┌─ DATA EXCERPTS

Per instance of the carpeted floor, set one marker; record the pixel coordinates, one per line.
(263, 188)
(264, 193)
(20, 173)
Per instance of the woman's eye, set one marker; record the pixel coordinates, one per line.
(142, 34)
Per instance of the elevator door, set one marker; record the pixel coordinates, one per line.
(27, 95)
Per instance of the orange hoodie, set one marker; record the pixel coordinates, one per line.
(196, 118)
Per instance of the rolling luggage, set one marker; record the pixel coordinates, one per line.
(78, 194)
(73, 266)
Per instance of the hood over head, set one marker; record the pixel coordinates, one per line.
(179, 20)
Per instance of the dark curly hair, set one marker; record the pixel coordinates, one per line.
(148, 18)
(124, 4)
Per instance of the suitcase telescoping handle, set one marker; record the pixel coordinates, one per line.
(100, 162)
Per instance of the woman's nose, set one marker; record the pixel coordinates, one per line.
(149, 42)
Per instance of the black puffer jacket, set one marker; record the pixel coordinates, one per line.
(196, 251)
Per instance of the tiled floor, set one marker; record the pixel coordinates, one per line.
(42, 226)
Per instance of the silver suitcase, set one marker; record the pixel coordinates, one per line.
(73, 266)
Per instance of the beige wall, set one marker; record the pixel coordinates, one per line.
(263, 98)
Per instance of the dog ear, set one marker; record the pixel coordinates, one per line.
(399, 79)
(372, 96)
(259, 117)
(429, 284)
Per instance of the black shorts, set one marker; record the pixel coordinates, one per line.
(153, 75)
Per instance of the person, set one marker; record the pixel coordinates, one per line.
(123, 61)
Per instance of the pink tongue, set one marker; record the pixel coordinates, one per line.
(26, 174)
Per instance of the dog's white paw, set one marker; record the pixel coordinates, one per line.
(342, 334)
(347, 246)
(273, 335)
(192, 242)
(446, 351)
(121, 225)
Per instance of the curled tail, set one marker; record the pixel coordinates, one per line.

└─

◆ REQUIRED WORK
Could you return every record above exactly as written?

◆ SOLUTION
Per instance of the carpeted floor, set one marker; record the pixel coordinates, one per line.
(263, 188)
(264, 193)
(20, 173)
Per instance of the woman's eye, set one marker; record the pixel coordinates, one per line.
(142, 34)
Per instance of the elevator door, set one marker; record the pixel coordinates, one per line.
(27, 95)
Per instance of the orange hoodie, set one marker; record the pixel coordinates, one per line.
(196, 118)
Per instance of the rolling luggage, set one marker; record the pixel coordinates, one per line.
(78, 194)
(73, 266)
Per instance of the hood over head, set one marker; record the pixel coordinates, one per line.
(179, 20)
Per instance of the dark curly hair, set one marker; record the pixel coordinates, one per line.
(148, 18)
(124, 4)
Per instance of the suitcase telescoping handle, set one marker; record the pixel coordinates, one per line.
(100, 162)
Per instance of the woman's nose, set one marker; record the pixel coordinates, one per line.
(149, 42)
Per instance of the black puffer jacket, set one marker; record the pixel coordinates, one per line.
(196, 251)
Per instance of the tiled floor, set one marker; record the pixel coordinates, one per line.
(42, 226)
Per instance of the silver suitcase, set one marker; record the pixel coordinates, one per line.
(73, 266)
Per instance of the beige wall, set one marker; record the pixel coordinates, one per line.
(263, 98)
Per instance of the dog ear, set one marker; record the pixel coordinates, one per line.
(399, 79)
(372, 96)
(259, 117)
(429, 284)
Per instance of the black shorts, set one marker; record the pixel coordinates, one per line.
(153, 75)
Per instance of the person, set one marker; record the pixel coordinates, one per line.
(123, 61)
Per instance of the pink tongue, set one marker; record the pixel coordinates, one per line.
(26, 174)
Per instance of the dog's white paw, set one marker; record the pixel coordinates, one per line.
(342, 334)
(347, 246)
(273, 335)
(192, 242)
(446, 351)
(121, 225)
Per instance of the curled tail, set one marker; record the pixel coordinates, one per line.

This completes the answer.